_What is being asked_
Quote the listing below word for word, from the line containing "-- select a point on the dark" down to the last line of the listing.

_Dataset rows_
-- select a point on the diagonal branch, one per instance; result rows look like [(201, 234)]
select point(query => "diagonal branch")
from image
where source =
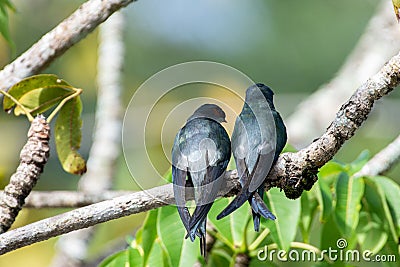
[(378, 42), (293, 172), (53, 44), (33, 158), (95, 214)]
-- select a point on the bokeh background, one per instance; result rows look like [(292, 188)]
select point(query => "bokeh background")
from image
[(293, 46)]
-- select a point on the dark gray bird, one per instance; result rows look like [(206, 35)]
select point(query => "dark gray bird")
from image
[(258, 138), (201, 153)]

_Response below_
-- select a point on the dark gray bird, one per instance; result rows look like [(206, 35)]
select point(query => "dark gray bird")
from image
[(258, 138), (201, 153)]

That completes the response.